RECORDS FOR PROCESSING

►

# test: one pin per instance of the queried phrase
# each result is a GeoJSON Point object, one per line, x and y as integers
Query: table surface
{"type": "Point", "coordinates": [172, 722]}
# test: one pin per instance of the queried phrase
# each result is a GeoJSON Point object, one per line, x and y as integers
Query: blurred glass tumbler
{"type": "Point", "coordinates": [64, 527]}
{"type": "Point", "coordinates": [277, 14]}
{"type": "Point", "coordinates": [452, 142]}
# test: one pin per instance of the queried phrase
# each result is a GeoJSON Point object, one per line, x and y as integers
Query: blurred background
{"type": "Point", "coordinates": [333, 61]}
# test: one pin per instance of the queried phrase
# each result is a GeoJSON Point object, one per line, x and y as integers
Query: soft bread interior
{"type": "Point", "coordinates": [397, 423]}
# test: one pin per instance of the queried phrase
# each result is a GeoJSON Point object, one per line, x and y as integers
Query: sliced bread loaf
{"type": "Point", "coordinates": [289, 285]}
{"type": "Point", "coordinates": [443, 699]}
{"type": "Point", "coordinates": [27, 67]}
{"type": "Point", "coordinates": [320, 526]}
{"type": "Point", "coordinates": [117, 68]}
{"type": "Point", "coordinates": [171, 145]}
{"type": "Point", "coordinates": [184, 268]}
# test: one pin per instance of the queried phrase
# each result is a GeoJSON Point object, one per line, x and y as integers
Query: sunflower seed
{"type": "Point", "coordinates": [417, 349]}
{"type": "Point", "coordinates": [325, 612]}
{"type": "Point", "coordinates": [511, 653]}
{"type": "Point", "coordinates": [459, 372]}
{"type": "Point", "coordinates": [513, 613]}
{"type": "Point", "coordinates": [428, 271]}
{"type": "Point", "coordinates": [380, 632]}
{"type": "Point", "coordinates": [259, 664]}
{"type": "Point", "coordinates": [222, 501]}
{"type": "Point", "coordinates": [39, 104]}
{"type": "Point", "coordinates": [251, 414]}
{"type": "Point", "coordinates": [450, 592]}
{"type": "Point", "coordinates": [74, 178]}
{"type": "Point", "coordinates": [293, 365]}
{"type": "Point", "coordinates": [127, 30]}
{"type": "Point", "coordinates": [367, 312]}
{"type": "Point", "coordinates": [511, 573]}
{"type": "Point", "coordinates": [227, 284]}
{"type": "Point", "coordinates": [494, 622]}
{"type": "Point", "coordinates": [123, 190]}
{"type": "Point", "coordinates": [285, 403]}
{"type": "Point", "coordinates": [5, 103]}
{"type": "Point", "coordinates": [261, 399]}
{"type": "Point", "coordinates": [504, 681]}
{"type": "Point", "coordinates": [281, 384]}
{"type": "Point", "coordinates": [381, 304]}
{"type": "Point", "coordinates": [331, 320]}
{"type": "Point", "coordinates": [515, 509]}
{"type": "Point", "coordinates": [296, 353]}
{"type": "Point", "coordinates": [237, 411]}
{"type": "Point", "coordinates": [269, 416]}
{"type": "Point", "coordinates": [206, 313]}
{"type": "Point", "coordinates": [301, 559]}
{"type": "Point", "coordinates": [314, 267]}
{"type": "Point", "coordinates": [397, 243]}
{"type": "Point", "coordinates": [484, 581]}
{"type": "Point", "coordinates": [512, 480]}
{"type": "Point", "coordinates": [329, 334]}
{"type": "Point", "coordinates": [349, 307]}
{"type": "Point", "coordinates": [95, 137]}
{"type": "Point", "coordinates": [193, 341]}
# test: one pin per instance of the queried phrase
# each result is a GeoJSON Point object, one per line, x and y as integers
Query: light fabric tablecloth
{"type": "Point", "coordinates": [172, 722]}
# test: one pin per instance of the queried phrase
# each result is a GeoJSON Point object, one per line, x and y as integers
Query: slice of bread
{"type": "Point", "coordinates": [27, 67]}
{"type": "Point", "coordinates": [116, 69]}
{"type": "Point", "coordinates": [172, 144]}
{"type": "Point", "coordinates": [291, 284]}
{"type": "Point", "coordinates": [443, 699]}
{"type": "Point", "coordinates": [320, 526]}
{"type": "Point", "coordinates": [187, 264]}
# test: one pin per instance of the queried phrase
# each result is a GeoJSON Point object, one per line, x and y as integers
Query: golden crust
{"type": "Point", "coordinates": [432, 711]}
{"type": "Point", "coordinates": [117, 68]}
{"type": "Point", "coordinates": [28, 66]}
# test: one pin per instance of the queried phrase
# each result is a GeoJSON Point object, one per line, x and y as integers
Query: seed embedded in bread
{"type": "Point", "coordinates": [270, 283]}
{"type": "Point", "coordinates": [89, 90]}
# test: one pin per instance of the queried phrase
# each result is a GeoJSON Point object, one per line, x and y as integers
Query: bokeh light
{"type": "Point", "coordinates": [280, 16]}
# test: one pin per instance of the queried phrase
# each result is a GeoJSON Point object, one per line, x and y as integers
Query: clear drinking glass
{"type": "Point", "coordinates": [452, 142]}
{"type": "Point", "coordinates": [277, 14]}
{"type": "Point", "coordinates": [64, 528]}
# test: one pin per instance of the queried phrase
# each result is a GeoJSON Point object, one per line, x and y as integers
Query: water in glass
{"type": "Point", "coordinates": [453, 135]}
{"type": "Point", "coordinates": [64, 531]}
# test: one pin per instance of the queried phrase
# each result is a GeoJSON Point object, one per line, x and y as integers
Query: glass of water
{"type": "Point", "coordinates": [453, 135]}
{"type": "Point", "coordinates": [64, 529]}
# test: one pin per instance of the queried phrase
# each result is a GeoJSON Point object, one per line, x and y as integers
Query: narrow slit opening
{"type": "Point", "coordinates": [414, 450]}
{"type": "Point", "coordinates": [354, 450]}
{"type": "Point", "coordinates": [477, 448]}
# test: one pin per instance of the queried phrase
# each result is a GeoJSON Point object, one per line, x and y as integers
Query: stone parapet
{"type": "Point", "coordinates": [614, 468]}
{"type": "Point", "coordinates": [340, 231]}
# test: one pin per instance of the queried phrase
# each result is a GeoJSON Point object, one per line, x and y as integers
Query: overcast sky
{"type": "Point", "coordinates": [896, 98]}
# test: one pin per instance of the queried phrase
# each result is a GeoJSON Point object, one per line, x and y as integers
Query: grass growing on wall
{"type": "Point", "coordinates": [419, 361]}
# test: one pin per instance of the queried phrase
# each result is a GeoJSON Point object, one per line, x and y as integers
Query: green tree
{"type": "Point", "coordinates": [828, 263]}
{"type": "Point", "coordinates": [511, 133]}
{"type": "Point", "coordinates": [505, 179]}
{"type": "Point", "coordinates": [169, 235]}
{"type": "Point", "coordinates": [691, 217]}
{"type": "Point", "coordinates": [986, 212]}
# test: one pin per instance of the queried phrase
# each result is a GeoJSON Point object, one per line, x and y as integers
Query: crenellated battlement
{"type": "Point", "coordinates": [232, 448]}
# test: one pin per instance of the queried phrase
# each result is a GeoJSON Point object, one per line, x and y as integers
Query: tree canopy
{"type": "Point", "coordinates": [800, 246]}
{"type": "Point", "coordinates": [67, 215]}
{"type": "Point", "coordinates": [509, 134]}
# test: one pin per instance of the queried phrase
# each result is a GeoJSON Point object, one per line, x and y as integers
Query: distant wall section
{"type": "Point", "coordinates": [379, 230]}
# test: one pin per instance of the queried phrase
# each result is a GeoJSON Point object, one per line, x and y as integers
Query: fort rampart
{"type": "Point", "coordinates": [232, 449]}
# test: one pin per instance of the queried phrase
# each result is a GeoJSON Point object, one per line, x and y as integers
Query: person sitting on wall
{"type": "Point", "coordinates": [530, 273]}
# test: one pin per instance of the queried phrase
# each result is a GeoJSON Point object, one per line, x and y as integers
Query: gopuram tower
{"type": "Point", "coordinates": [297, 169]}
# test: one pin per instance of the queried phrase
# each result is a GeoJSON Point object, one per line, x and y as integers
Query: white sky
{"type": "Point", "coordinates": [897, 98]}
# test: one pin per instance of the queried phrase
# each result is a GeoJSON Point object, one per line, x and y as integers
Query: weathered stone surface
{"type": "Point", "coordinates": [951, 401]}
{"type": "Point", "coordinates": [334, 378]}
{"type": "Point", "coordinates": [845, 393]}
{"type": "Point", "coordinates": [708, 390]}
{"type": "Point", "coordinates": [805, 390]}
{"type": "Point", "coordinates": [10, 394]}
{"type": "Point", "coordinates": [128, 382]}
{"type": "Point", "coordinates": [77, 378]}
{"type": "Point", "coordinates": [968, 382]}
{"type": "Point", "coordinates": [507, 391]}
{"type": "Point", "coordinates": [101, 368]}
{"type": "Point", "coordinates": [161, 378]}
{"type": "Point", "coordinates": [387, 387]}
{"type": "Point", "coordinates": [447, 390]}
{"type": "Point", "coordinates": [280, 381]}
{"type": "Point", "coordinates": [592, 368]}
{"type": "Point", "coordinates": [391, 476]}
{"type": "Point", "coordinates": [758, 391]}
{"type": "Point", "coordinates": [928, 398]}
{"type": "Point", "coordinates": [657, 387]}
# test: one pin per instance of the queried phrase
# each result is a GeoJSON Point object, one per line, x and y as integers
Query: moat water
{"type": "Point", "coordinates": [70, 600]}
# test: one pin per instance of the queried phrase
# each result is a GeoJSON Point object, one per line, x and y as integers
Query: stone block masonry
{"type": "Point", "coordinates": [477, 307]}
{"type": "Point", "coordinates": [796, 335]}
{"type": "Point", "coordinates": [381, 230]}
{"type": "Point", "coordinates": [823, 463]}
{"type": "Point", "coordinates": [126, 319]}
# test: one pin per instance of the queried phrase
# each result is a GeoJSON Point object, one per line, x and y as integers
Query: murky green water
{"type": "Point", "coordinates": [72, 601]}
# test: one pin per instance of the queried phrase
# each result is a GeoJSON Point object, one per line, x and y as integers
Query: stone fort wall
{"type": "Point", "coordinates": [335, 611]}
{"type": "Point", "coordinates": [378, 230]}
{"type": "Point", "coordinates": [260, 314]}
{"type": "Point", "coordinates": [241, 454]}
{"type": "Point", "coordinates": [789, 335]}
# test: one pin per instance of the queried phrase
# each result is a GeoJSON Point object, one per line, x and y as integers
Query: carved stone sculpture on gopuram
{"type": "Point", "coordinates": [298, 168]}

◄

EXERCISE GOAL
Identify every line in the records that contains the word "blurred", and copy each of those lines.

WRITTEN REPLY
Query: blurred glass tumbler
Query: blurred background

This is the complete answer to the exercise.